- _Task directions_
Below you will find a set of lines. Repeat them all exactly.

(Records from a point labeling set)
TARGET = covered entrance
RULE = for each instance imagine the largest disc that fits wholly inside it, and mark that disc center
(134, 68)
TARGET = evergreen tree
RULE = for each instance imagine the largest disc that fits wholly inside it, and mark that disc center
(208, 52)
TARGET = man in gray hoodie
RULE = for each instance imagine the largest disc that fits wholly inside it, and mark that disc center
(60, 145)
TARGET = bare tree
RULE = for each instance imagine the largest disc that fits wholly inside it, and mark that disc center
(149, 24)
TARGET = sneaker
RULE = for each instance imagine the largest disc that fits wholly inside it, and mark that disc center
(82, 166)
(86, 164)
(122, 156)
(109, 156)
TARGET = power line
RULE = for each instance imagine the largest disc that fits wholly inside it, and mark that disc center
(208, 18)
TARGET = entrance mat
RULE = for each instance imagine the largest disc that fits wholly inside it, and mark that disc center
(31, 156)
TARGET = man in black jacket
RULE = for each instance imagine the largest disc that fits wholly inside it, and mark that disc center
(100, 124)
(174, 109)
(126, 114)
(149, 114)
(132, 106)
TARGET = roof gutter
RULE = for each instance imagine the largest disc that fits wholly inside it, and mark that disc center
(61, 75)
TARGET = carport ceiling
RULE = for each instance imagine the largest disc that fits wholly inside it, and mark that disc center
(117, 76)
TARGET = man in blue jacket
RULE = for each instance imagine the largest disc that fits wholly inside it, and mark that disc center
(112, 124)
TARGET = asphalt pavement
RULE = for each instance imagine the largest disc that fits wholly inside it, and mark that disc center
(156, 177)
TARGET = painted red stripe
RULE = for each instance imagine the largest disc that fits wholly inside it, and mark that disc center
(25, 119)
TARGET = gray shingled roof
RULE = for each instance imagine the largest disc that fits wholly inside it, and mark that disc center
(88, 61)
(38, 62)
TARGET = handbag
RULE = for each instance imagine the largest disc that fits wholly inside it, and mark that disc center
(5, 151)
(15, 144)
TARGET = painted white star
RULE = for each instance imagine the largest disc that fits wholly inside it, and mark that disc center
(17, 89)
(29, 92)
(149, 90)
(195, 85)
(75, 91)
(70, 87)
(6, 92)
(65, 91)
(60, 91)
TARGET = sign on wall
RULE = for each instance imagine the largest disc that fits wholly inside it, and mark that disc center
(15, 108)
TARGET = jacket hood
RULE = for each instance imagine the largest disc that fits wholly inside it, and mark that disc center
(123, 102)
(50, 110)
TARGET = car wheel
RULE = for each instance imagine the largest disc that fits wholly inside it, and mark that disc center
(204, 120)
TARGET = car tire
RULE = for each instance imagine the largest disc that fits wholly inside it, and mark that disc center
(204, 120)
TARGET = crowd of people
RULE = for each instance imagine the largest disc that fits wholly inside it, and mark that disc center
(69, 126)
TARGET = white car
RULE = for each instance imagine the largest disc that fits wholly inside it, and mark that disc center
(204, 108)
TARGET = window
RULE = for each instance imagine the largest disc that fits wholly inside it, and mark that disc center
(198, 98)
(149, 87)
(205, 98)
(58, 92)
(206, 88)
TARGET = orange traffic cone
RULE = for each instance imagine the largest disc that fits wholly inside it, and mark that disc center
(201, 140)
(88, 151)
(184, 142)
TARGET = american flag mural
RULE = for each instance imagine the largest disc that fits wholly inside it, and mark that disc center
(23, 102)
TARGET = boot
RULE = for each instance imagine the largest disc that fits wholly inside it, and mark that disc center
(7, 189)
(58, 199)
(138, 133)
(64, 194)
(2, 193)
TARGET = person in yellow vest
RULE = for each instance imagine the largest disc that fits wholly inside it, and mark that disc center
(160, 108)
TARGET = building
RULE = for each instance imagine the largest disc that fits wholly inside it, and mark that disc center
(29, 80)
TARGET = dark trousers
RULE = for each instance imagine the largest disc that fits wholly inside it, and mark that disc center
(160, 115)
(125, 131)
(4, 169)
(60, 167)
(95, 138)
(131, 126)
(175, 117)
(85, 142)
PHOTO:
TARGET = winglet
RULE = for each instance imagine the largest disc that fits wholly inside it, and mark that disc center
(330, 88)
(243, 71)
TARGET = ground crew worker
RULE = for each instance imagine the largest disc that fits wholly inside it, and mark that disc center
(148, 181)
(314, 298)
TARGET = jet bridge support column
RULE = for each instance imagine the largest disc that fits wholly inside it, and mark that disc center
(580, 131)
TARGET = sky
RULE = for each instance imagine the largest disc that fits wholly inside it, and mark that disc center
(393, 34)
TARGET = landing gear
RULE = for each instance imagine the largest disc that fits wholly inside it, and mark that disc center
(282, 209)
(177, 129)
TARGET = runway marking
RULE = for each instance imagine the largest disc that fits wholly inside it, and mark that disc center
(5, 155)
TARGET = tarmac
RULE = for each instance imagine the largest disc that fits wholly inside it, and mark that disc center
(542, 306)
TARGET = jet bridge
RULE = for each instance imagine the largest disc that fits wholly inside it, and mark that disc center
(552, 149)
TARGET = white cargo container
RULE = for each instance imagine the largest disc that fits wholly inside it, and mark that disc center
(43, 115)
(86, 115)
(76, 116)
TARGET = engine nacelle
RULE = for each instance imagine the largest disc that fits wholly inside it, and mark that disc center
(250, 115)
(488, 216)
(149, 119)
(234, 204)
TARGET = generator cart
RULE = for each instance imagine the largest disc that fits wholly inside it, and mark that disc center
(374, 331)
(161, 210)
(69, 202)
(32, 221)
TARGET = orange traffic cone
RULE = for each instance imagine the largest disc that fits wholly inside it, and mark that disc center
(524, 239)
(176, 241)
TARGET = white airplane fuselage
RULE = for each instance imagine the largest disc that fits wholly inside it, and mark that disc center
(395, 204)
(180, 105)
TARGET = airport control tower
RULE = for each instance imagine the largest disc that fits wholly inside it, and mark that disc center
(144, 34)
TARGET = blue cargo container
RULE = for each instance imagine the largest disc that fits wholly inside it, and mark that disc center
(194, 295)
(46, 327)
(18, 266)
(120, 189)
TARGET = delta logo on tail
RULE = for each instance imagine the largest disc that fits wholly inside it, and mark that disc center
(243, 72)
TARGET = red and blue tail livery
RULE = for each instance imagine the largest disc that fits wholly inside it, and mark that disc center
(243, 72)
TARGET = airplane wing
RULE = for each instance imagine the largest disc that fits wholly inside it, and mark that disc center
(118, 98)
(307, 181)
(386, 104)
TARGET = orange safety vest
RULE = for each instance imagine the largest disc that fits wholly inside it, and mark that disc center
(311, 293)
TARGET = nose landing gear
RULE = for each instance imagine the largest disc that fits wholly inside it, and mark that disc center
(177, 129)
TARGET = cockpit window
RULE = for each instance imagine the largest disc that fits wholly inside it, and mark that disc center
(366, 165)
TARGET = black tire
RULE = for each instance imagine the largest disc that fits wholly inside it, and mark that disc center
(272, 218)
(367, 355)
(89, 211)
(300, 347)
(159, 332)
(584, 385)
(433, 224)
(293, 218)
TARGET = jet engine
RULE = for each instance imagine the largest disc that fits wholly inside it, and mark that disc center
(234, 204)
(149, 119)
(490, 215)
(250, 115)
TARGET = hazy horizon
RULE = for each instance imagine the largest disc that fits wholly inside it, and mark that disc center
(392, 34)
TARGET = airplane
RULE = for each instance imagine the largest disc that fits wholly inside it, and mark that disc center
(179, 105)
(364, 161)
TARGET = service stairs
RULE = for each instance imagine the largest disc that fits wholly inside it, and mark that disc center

- _Full answer_
TARGET = covered entrance
RULE = for each instance imagine the largest disc that fits wholly inside it, and mark that disc center
(134, 68)
TARGET = evergreen tree
RULE = for each instance imagine the largest disc that fits wholly inside it, and mark that disc center
(208, 52)
TARGET = man in gray hoodie
RULE = for each instance imagine the largest disc that fits wholly inside it, and mark that disc center
(60, 145)
TARGET = bare tree
RULE = for each instance imagine the largest disc that fits wholly inside it, and mark that disc center
(149, 24)
TARGET = sneaker
RULE = for each instance imagine the largest disc that fits wholly inside it, and mark that disc center
(82, 166)
(86, 164)
(122, 156)
(109, 156)
TARGET = power line
RULE = for each instance imagine the largest disc that fits wholly inside it, and mark that disc center
(208, 18)
TARGET = entrance mat
RULE = for each instance imagine the largest disc that fits wholly inside it, and mark that disc center
(31, 156)
TARGET = man in black jacket
RULE = for each instance imagine the largest disc that fits wholly inside it, and mark that disc center
(100, 124)
(174, 109)
(126, 114)
(149, 114)
(132, 106)
TARGET = roof gutter
RULE = for each instance imagine the largest disc that fits wholly inside it, and mark that disc center
(61, 75)
TARGET = carport ceiling
RULE = for each instance imagine the largest disc that fits wholly inside it, and mark that disc center
(117, 76)
TARGET = man in blue jacket
RULE = for each instance imagine the largest disc that fits wholly inside it, and mark that disc center
(112, 124)
TARGET = asphalt pavement
RULE = for each instance imagine the largest disc that fits wholly inside it, and mark that disc center
(156, 177)
TARGET = painted red stripe
RULE = for each instance imagine the largest disc that fits wholly inside it, and mark that disc center
(25, 119)
TARGET = gray shingled roof
RULE = for each instance imagine the largest disc that fits wholly inside it, and mark that disc center
(88, 61)
(38, 62)
TARGET = handbag
RULE = for each instance imagine the largest disc that fits wholly inside it, and mark that disc center
(5, 151)
(15, 144)
TARGET = painted white star
RULE = for each instance imagine the largest disc that fits wholly inside it, and mark that disc center
(17, 89)
(29, 92)
(149, 90)
(195, 85)
(75, 91)
(70, 87)
(6, 92)
(65, 91)
(60, 91)
TARGET = sign on wall
RULE = for each instance imagine the largest disc that fits wholly inside it, and mark that disc center
(15, 108)
TARGET = jacket hood
RULE = for each instance imagine the largest disc that fits wholly inside it, and mark that disc center
(123, 102)
(50, 110)
TARGET = car wheel
RULE = for each instance imagine the largest disc that fits wholly inside it, and mark that disc center
(204, 120)
TARGET = car tire
RULE = for each instance imagine the largest disc that fits wholly inside it, and mark that disc center
(204, 120)
TARGET = crowd of people
RULE = for each instance imagine the largest disc that fits wholly inside it, and mark that disc center
(69, 126)
TARGET = white car
RULE = for each instance imagine the largest disc that fits wholly inside it, and mark that disc center
(204, 108)
TARGET = window
RULE = for each instance imagine the largest disc that fits wholly inside it, and mark that disc center
(198, 98)
(149, 87)
(205, 98)
(58, 92)
(206, 88)
TARGET = orange traffic cone
RULE = for each instance imagine the largest disc that fits wholly inside it, and mark that disc center
(201, 140)
(88, 151)
(184, 142)
TARGET = american flag mural
RULE = for each instance imagine the largest disc that fits wholly inside it, and mark that disc center
(23, 102)
TARGET = boot
RULE = for each instance imagine the largest disc that fits wholly inside it, and mark that disc center
(7, 189)
(58, 199)
(138, 133)
(64, 194)
(2, 193)
TARGET = person in yellow vest
RULE = for each instance imagine the largest disc that fits wholly inside it, and mark that disc center
(160, 108)
TARGET = building
RULE = for each instance imagine the largest disc that fits wholly inside it, and mark that disc center
(29, 80)
TARGET = dark trousers
RULE = for each instance imagine the largest disc that fits wholly inside it, and mark that disc center
(160, 115)
(125, 131)
(4, 169)
(60, 167)
(95, 138)
(131, 126)
(175, 117)
(85, 142)
PHOTO:
TARGET = winglet
RULE = for each instance imagine the largest disc that fits wholly inside it, and mark that disc center
(330, 88)
(243, 71)
TARGET = ground crew worker
RULE = for each instance imagine the largest disc that fits wholly inside it, and mark that disc center
(148, 181)
(314, 298)
TARGET = jet bridge support column
RULE = for each instance imagine the largest disc that fits wholly inside it, and mark that disc center
(580, 131)
TARGET = sky
RULE = for each instance imagine the largest disc that fits wholly inside it, and mark that disc center
(393, 34)
TARGET = landing gear
RULE = for each instance imagine the largest disc that fits wholly inside it, and mark that disc center
(282, 209)
(177, 129)
TARGET = runway marking
RULE = for each instance imagine the largest disc that fits wholly inside it, and mark that disc center
(5, 155)
TARGET = tarmac
RULE = for each instance imagine the largest disc that fits wholly inside it, and mark that disc center
(542, 306)
TARGET = jet bridge
RULE = for each instance imagine the largest disc that fits wholly inside it, and mark that disc center
(552, 149)
TARGET = white cargo container
RULE = for each instance imagine the largest disc that fits wholly inside it, and mark that disc center
(43, 115)
(86, 115)
(76, 116)
TARGET = engine nacelle
RULE = for each instance imagine the largest disc that fits wholly inside it, and mark that disc center
(250, 115)
(488, 216)
(149, 119)
(234, 204)
TARGET = generator cart
RULE = for each instance imagine the largest disc that fits wholly inside it, and mark that disc center
(374, 331)
(161, 210)
(69, 202)
(32, 221)
TARGET = orange traffic cone
RULE = for each instance imagine the largest disc that fits wholly inside it, and mark that disc center
(524, 239)
(176, 241)
TARGET = white airplane fuselage
RULE = for each instance imagine the largest disc that fits wholly inside it, and mark that disc center
(395, 204)
(180, 105)
TARGET = airport control tower
RULE = for each instance imagine the largest disc that fits wholly inside it, and mark that disc center
(144, 34)
TARGET = blue cargo container
RULE = for each instance imagine the largest disc that fits wholly inside it, and mark that disc center
(194, 295)
(46, 327)
(18, 266)
(120, 189)
TARGET = delta logo on tail
RULE = for each instance imagine the largest disc that fits wholly inside it, and mark that disc center
(243, 72)
TARGET = red and blue tail livery
RULE = for each instance imagine the largest disc that fits wholly inside it, and mark that disc center
(243, 72)
TARGET = airplane wing
RULE = for each instance imagine the largest disc that fits wholly inside it, and mark that disc center
(118, 98)
(307, 181)
(386, 104)
TARGET = orange safety vest
RULE = for each instance imagine the largest disc that fits wholly inside it, and mark that disc center
(311, 293)
TARGET = nose landing gear
RULE = for each instance imagine the largest disc that fits wholly inside it, and mark that disc center
(177, 129)
TARGET = cockpit window
RULE = for each instance imagine the largest disc that fits wholly inside it, and mark that disc center
(366, 165)
TARGET = black tire
RULE = for each instance imagine the largest disc that fits wholly inside it, and mark that disc center
(272, 218)
(367, 355)
(89, 211)
(300, 347)
(159, 332)
(584, 385)
(433, 224)
(293, 218)
TARGET = jet engine
RULE = for each instance imagine the largest disc that fits wholly inside it, and mark that disc center
(234, 204)
(149, 119)
(490, 215)
(250, 115)
TARGET = hazy horizon
RULE = for each instance imagine the largest disc that fits wholly inside it, and mark that disc center
(392, 34)
TARGET = airplane
RULE = for each instance imagine the largest disc that fits wholly inside it, and mark that disc center
(179, 105)
(364, 161)
TARGET = service stairs
RULE = for each instance imagine the largest disc that fits wholly inside it, and mark that disc center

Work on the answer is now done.